◆ Problem description
Only the lines from the one containing "Each instance of the shrub" through the last line of the material should be copied, exactly as written and without pictures.

◆ Exercise data
★ ★ ★ ★ ★ ★ ★
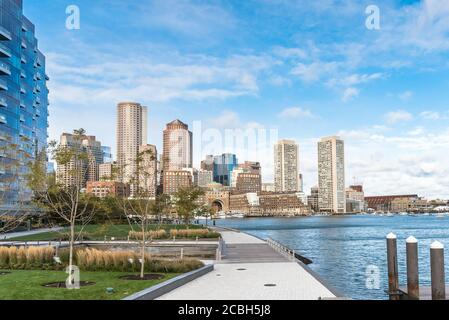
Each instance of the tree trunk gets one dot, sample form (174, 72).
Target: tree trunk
(142, 265)
(71, 244)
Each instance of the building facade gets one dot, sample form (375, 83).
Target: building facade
(223, 166)
(80, 169)
(131, 134)
(104, 189)
(331, 175)
(205, 178)
(248, 183)
(286, 166)
(178, 146)
(148, 171)
(23, 101)
(175, 180)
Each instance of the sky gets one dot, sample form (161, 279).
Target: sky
(246, 73)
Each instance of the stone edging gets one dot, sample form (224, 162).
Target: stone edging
(170, 285)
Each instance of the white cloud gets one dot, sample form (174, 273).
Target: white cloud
(349, 94)
(314, 71)
(398, 116)
(295, 113)
(406, 95)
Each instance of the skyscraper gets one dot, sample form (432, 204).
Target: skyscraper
(148, 171)
(178, 146)
(78, 171)
(131, 134)
(331, 175)
(223, 166)
(23, 100)
(286, 164)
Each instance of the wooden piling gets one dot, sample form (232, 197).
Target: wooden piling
(412, 268)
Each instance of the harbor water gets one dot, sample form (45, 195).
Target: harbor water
(349, 252)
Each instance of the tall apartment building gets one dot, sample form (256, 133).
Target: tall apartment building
(223, 166)
(286, 166)
(208, 163)
(23, 101)
(205, 178)
(79, 170)
(178, 146)
(331, 175)
(148, 170)
(131, 134)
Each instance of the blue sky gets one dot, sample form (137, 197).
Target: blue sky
(304, 68)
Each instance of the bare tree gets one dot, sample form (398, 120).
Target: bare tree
(65, 198)
(140, 209)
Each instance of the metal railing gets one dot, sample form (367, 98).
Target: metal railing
(285, 251)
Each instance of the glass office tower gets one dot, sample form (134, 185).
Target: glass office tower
(223, 166)
(23, 102)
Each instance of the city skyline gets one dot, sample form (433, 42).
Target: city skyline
(326, 84)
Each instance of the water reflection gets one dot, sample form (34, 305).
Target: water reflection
(342, 248)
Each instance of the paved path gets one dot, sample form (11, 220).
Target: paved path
(26, 233)
(252, 270)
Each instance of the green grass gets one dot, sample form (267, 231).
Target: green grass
(97, 232)
(27, 285)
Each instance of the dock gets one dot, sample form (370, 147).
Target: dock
(251, 269)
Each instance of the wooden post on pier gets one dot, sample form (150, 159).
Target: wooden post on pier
(437, 271)
(412, 268)
(392, 259)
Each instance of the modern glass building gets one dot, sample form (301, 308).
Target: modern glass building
(23, 101)
(223, 166)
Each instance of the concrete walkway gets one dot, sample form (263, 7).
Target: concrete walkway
(252, 270)
(26, 233)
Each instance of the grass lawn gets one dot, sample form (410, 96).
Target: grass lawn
(27, 285)
(97, 232)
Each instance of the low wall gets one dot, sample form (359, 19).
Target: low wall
(170, 285)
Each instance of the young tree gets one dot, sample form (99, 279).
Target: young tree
(65, 198)
(186, 202)
(140, 208)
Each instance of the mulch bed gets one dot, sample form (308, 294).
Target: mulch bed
(62, 284)
(147, 276)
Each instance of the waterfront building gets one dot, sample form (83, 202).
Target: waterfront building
(194, 173)
(175, 180)
(355, 199)
(312, 200)
(223, 166)
(286, 164)
(23, 102)
(251, 167)
(108, 171)
(269, 205)
(384, 203)
(331, 175)
(177, 146)
(248, 183)
(103, 189)
(208, 163)
(205, 178)
(107, 154)
(148, 171)
(268, 187)
(79, 170)
(131, 134)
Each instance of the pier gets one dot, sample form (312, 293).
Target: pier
(248, 268)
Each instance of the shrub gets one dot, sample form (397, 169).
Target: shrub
(156, 234)
(24, 258)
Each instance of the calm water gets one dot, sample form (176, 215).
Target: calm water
(342, 248)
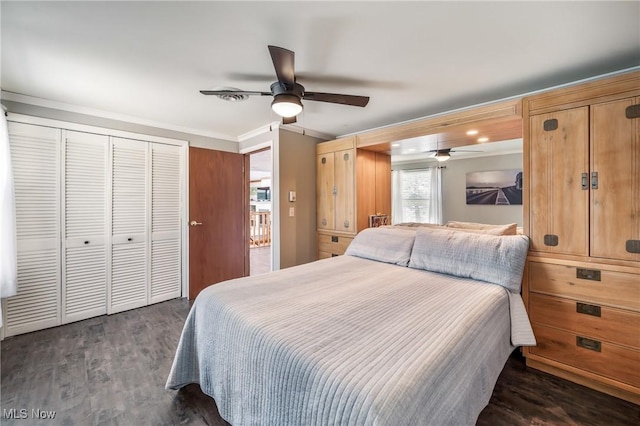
★ ★ ★ ★ ★ ★ ★
◆ Answer below
Each instance of the shrub gets one dot, sample form (397, 169).
Target: shrub
(156, 234)
(24, 258)
Each instance of the calm water gets one dot, sample form (176, 215).
Target: calm water
(342, 248)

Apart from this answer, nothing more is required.